### TEXT
=== Section Start ===

March 31, 2020 (EIRNS)— The U.S. automotive sector, once the hub of what President Roosevelt called the Arsenal for Democracy, is now shedding its lethargy, scraping off the rust, stretching its limbs, and initially doing what is in part in its DNA—when it functions: to design, innovate and mass produce.

As the EIR Daily Alert reported in its March 26 issue, General Motors and ventilator producer Ventec Life Systems are gearing up to produce some 200,000 ventilators, beginning in April at GM’s Kokomo, Indiana plant; that total of ventilators would approximately equal the America’s existing inventory.

Ford Motor Company is partnering with 3M and GE Healthcare, whose products include medical equipment, to scale up production, by as much as tenfold, of power air-purifying respirators and ventilators, respectively. “One of the things with the auto industry is that it is good at making things at volume with high levels of precision,” said David Cole, chairman emeritus of the Center for Automotive Research in Ann Arbor, Michigan. Such precision is needed for medical equipment. A group of Ford employees decided they knew of ways to incorporate Ford processes to make medical equipment. According to the March 24 Detroit News, they “floated their idea and kicked off discussions with health care officials, equipment manufacturers, and the White House’s medical consultants.”

=== Section End ===

### DATASET CONTENT

=== Section Start ===

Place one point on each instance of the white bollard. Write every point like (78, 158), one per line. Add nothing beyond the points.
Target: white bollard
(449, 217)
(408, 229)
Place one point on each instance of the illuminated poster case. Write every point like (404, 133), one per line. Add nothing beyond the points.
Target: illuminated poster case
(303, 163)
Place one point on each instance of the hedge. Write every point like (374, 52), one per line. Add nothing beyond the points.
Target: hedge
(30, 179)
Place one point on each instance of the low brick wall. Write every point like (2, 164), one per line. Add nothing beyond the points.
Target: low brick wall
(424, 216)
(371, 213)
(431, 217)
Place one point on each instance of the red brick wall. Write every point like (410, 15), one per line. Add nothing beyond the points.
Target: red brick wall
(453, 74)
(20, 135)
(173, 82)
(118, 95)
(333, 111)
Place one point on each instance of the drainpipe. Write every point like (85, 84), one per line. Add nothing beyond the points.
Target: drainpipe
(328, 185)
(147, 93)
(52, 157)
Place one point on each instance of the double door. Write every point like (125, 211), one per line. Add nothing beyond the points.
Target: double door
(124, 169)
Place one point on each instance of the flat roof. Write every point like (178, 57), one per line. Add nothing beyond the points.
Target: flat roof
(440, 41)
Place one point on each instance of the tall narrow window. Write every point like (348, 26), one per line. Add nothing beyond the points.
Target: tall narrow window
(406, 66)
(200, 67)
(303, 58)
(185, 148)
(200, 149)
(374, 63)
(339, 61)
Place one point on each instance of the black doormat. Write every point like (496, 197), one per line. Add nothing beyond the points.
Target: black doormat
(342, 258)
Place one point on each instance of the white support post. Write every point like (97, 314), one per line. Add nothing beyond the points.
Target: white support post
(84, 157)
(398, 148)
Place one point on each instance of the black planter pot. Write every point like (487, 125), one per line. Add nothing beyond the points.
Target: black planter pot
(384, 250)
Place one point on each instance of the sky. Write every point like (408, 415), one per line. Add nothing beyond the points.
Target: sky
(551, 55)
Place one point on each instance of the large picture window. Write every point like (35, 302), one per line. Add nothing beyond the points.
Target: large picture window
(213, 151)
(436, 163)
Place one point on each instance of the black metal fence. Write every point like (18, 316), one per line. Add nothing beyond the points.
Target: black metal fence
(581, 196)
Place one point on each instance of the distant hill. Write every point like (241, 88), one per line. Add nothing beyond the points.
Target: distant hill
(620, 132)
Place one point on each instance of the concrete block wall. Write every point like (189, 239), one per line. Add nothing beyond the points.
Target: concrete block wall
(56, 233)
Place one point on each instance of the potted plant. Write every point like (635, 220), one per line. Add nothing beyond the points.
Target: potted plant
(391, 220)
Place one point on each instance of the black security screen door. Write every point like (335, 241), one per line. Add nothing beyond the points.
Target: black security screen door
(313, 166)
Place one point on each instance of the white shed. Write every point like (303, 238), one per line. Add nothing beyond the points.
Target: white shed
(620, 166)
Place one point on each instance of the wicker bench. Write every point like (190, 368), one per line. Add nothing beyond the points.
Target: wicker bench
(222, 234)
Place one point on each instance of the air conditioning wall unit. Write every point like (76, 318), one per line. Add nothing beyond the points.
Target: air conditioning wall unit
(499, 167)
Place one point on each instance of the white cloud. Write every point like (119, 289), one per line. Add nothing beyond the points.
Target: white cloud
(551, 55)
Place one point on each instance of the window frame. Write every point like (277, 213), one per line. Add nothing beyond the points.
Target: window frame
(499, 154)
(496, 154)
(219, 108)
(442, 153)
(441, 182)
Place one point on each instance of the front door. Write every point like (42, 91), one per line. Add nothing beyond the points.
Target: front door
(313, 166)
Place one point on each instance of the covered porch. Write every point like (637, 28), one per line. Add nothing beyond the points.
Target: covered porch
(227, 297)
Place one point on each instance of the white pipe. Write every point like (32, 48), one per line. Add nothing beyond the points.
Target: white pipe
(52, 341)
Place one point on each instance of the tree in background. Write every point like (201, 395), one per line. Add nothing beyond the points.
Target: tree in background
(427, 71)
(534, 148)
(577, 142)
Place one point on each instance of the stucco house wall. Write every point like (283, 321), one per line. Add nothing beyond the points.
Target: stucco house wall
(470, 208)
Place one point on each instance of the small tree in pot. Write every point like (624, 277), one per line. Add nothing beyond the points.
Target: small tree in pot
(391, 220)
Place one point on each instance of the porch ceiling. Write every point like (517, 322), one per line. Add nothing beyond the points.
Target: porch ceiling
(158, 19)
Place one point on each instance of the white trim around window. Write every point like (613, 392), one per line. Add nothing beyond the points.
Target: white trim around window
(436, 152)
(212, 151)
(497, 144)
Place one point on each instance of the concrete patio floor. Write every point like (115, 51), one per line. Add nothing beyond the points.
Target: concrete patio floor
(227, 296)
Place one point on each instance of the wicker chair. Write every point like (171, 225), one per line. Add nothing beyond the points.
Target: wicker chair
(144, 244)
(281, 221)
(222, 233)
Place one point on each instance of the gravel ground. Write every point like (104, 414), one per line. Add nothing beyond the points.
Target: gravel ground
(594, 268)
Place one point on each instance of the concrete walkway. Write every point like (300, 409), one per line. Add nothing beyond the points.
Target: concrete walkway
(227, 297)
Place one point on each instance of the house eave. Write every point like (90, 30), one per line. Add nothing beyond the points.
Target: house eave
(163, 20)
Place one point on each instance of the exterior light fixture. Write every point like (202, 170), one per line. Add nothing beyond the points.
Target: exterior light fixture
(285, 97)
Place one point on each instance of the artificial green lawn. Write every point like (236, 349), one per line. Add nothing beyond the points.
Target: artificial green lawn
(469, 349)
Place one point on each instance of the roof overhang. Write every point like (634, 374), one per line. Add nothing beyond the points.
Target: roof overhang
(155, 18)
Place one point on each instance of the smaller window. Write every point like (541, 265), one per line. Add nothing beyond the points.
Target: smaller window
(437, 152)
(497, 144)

=== Section End ===

### TO DO
#1 In the article about U.S. automakers turning to medical equipment, at which GM plant is ventilator production set to begin?
#2 Output everything in the automaker article from "March 31, 2020" down to "America’s existing inventory.".
#3 Continue the article about U.S. automakers producing medical equipment from where it stops.

### ANSWERS FOR THIS EXERCISE
#1 GM's plant in Kokomo, Indiana

#2
March 31, 2020 (EIRNS)— The U.S. automotive sector, once the hub of what President Roosevelt called the Arsenal for Democracy, is now shedding its lethargy, scraping off the rust, stretching its limbs, and initially doing what is in part in its DNA—when it functions: to design, innovate and mass produce.

As the EIR Daily Alert reported in its March 26 issue, General Motors and ventilator producer Ventec Life Systems are gearing up to produce some 200,000 ventilators, beginning in April at GM’s Kokomo, Indiana plant; that total of ventilators would approximately equal the America’s existing inventory.

#3
One idea they came up with was to develop a filtration system for a respirator that uses a Ford fan that Ford deploys to cool seats in its F-150 pick-up trucks. Respirators filter the air for health caregivers and last longer than the N95 face masks. Ford and 3M in this production project are designing respirators, with this Ford fan, to last up to eight hours. Mike Kesti, global technical director of personal safety division of 3M, asserted, “We’re trying to be resourceful, agile and creative on how to make this work and build capacity.” A production schedule is being worked out.

The Ford workers have dubbed their operation “Project Apollo 13,” named for the damaged lunar spaceflight 50 years ago, when the astronauts and Mission Control had to bootstrap the systems of the command module and the lunar module after there was an oxygen tank explosion and they had to figure out how to get the astronauts home safely.

In parallel, Ford is already testing face shields that would protect medical professionals, factory workers, and store clerks at the Detroit Mercy Hospital and other Detroit hospitals. Ford plans to produce more than 1 million of these shields per week at its subsidiary, Troy Design and Manufacturing in Plymouth, Michigan.